Information provided:
*** Begin section ***

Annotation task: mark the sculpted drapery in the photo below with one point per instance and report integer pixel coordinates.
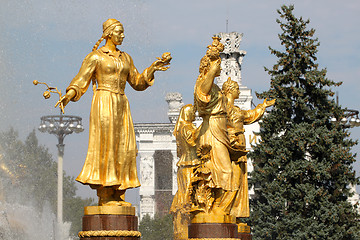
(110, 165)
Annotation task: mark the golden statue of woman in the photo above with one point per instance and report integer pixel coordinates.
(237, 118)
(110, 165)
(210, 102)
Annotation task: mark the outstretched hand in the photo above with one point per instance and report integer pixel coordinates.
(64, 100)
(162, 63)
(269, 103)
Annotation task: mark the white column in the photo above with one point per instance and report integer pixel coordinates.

*** End section ***
*** Begin section ***

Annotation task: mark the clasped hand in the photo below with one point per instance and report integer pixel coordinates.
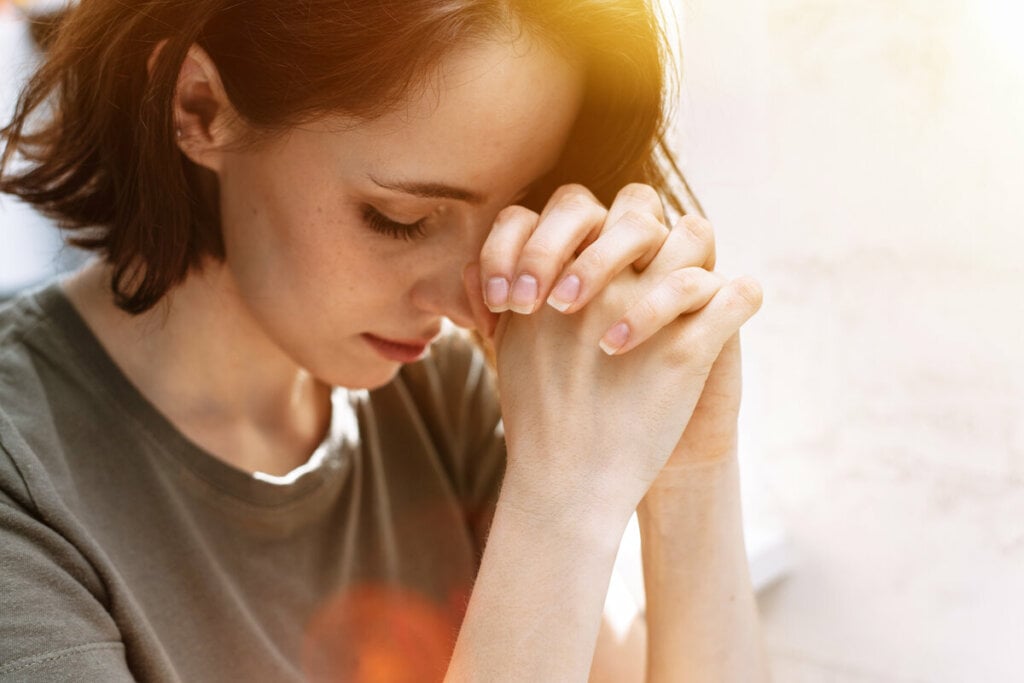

*** End section ***

Transcribe each line of the data above, unaltered, from the one where "Annotation task: mark the golden" appears to the one where "Annotation task: mark the white" appears, inclusive of both.

Written solution:
Annotation task: mark the golden statue of woman in the photo above with one point per instance and report integer pixel coordinates.
(237, 118)
(110, 165)
(210, 102)
Annotation task: mark the outstretched hand in the photo above with one point per instance and report integer pixel coordinates.
(64, 100)
(162, 63)
(269, 103)
Annotation task: mark the white column in the photo above with one point per instance and report integer pixel coordinates.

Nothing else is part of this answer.